Return every line of the rows below that contains the string "blue". Case counts.

Excerpts from point annotation data:
+ + +

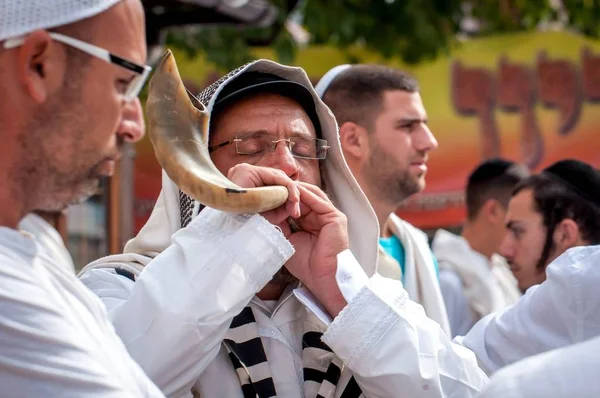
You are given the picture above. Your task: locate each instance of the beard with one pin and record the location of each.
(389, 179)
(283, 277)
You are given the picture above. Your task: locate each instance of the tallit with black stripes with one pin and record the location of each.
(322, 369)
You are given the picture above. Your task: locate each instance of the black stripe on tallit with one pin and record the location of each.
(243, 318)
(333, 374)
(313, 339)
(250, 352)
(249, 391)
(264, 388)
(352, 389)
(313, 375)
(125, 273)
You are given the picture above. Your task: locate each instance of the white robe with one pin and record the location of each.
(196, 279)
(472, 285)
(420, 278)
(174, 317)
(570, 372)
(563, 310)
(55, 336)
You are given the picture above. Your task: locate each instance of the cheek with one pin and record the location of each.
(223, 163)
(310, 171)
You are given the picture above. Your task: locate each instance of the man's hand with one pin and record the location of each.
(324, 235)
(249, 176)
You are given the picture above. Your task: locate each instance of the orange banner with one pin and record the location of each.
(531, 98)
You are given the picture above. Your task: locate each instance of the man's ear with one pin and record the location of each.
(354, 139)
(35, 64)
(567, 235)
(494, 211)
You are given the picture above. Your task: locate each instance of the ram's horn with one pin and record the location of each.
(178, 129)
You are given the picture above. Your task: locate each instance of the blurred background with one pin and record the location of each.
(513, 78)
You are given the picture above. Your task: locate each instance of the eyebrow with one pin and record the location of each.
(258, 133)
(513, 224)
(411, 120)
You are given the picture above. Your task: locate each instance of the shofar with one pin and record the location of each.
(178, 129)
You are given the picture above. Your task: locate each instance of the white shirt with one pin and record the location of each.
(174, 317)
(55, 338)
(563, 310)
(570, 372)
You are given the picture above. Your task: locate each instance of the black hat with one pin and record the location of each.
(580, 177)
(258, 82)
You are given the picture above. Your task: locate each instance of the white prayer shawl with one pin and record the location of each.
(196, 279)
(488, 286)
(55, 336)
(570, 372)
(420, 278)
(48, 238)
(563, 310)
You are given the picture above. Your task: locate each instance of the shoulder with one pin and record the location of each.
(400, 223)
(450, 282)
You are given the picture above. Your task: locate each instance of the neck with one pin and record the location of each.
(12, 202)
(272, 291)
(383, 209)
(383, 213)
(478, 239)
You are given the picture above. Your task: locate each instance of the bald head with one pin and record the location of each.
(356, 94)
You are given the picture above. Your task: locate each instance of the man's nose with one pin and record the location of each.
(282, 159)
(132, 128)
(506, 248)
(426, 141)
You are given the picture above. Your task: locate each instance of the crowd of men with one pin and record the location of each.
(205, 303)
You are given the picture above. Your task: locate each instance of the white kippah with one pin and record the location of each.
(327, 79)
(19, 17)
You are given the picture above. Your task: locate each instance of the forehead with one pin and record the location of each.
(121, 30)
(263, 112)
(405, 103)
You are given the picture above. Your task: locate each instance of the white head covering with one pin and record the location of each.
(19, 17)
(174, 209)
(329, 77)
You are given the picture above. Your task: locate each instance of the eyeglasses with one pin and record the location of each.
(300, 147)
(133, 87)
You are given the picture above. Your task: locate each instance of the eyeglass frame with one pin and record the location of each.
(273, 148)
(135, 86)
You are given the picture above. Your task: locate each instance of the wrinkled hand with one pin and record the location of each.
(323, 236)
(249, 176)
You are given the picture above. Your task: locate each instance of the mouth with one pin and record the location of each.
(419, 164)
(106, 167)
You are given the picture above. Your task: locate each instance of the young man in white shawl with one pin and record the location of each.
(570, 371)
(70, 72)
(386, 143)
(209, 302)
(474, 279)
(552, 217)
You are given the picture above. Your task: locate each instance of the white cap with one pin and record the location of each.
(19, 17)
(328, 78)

+ + +

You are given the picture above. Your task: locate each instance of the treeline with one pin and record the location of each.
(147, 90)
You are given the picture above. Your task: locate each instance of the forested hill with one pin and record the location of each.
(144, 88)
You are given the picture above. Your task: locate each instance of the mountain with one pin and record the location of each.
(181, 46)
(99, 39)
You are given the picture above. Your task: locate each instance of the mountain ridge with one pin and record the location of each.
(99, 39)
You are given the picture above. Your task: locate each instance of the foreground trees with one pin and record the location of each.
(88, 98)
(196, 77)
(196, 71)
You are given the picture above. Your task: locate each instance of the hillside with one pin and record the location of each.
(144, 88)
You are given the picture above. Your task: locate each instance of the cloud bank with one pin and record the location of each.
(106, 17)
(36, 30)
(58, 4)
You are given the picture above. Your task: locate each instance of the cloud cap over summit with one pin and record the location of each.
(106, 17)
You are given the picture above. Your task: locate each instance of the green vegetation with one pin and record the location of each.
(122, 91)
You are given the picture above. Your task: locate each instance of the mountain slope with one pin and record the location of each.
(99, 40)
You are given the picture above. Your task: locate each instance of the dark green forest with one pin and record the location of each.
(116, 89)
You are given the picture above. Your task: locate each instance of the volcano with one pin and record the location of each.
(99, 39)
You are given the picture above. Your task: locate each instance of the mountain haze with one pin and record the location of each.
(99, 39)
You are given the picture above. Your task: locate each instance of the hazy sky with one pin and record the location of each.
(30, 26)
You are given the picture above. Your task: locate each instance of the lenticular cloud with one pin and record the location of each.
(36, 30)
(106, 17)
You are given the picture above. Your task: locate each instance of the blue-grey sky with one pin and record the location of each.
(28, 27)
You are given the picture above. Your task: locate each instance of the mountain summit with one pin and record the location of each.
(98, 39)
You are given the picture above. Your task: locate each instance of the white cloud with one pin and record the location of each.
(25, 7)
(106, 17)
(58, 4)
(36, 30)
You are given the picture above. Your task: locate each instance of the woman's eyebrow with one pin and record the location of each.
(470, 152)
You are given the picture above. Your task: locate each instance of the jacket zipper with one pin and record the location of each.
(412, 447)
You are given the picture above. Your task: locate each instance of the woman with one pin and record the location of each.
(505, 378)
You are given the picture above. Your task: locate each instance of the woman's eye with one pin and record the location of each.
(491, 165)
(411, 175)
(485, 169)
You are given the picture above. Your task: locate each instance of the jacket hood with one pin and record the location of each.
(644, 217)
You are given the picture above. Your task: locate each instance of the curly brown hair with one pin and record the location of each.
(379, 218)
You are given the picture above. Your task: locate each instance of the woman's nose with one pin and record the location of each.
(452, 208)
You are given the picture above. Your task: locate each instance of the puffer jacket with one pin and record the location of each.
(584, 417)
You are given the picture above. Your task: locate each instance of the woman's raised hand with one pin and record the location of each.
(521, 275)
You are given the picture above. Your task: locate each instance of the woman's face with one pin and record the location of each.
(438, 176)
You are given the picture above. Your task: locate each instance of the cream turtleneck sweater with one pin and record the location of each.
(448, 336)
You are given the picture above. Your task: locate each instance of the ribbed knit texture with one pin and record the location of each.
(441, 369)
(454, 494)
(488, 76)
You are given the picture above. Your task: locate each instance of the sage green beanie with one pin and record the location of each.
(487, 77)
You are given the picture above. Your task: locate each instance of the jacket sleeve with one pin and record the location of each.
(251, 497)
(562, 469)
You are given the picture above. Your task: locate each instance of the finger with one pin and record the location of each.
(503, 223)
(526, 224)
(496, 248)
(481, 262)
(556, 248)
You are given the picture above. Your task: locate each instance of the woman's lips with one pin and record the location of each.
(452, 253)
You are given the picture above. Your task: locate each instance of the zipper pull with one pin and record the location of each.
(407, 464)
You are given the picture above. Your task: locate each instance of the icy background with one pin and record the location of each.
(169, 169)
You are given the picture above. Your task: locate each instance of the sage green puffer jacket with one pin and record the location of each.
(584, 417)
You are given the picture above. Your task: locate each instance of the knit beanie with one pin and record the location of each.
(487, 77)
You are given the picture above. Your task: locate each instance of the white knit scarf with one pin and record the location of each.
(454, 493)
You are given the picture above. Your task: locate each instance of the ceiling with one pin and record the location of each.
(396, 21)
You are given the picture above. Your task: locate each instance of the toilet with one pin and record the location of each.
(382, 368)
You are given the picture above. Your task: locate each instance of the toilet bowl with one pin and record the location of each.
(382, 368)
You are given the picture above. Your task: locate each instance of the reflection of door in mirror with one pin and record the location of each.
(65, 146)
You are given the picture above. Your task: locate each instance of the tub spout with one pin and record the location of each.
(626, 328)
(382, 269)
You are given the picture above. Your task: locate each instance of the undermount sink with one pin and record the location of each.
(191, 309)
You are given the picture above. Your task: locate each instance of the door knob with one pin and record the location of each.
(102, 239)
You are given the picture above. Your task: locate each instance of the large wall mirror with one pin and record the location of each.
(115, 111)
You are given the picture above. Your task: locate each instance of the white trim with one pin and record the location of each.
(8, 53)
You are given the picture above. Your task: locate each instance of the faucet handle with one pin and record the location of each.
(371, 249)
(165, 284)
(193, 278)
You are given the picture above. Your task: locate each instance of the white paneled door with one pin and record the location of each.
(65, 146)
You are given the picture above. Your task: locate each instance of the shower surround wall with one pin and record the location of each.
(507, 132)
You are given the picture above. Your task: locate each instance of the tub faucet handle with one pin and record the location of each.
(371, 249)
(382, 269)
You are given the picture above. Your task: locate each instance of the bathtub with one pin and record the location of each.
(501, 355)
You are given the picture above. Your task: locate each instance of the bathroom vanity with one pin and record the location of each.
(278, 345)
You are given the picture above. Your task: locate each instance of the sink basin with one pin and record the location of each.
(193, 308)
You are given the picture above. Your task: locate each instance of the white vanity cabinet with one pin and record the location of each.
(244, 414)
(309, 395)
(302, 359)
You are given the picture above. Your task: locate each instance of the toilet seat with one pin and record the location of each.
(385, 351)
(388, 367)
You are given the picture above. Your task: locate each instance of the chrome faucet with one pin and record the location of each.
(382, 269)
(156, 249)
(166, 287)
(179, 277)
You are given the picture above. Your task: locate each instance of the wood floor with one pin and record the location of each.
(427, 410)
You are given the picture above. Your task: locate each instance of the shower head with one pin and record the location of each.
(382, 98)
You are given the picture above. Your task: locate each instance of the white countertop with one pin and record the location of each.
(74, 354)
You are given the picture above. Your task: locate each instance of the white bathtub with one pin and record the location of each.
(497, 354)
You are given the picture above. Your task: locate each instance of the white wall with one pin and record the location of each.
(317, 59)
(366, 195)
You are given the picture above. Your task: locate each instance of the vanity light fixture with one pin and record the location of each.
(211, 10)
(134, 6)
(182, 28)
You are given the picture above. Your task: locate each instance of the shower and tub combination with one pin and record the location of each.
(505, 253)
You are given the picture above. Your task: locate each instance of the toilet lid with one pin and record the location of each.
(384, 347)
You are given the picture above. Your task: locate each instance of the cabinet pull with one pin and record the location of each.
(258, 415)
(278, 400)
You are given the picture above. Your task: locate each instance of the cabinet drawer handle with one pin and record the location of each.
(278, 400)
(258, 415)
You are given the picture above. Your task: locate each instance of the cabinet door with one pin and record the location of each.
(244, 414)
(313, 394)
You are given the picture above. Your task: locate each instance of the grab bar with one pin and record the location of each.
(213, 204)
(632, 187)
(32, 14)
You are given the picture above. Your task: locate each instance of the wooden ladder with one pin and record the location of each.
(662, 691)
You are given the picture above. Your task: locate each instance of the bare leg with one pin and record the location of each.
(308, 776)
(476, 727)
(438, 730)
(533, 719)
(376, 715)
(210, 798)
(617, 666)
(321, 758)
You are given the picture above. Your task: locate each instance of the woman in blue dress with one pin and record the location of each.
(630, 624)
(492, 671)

+ + +

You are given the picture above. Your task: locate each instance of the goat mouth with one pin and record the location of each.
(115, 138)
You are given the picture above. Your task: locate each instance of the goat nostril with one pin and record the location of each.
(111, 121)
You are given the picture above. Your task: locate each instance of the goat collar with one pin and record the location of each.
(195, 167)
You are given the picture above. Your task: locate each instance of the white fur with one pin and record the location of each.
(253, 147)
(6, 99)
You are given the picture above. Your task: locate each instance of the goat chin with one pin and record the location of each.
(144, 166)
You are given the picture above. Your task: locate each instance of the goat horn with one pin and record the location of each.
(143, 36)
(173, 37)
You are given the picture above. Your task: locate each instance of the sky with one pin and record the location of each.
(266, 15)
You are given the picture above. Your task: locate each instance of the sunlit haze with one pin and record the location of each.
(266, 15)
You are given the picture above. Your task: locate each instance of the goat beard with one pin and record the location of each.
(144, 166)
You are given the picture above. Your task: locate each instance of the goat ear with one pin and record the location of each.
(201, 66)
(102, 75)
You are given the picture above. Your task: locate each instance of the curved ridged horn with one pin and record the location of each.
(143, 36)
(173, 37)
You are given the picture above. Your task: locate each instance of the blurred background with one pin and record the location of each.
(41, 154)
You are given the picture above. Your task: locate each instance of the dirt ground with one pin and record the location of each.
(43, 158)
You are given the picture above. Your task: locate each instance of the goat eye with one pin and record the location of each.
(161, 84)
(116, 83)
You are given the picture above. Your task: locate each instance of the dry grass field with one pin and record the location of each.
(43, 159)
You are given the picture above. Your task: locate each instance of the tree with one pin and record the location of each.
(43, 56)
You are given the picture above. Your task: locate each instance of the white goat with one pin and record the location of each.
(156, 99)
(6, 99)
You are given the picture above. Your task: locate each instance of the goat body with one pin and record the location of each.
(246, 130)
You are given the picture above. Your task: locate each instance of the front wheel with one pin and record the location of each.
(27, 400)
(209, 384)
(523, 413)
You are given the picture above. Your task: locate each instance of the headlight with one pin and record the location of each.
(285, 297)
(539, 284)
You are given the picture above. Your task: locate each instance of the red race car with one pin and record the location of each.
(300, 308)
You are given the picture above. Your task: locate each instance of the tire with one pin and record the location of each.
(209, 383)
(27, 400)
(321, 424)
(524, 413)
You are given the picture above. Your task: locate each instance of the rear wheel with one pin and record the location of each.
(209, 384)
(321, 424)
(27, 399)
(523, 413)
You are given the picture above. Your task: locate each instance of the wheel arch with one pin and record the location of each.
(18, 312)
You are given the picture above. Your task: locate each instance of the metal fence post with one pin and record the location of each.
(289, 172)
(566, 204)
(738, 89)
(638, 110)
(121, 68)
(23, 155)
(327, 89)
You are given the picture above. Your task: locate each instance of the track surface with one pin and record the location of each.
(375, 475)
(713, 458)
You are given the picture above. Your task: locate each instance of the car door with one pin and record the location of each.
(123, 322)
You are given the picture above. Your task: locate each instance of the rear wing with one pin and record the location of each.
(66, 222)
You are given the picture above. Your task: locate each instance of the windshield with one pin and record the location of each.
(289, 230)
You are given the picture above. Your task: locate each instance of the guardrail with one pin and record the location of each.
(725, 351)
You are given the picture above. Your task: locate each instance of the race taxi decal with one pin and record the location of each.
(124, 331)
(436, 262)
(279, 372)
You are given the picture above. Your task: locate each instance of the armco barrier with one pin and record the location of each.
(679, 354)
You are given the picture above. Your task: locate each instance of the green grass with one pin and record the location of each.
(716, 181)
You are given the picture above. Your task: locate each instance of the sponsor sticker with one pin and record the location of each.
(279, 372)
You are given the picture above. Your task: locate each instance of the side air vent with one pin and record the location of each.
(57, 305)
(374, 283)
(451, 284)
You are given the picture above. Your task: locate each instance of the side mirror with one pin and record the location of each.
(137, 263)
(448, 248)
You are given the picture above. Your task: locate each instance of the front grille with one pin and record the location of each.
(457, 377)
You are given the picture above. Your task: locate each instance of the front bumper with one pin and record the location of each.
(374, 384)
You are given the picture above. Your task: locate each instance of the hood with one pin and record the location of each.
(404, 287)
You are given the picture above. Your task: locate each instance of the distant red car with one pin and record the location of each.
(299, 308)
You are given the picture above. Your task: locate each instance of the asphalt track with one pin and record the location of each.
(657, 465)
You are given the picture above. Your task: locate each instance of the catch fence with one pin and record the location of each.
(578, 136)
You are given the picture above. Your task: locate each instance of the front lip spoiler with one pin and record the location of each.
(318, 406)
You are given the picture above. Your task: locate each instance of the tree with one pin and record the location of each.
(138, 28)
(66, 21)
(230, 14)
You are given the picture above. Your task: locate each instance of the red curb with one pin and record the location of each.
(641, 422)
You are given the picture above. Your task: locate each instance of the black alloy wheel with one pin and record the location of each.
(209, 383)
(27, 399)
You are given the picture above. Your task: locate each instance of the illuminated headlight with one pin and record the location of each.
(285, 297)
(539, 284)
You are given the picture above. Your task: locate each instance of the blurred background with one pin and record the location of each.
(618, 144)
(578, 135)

+ + +

▸ **Correct response**
You are given the picture above. Your task: locate each instance of the blue-grey sky with one pin and record the location of each.
You are given the picture above. Your task: locate each instance of the woman in blue dress with one pin and record the location of each.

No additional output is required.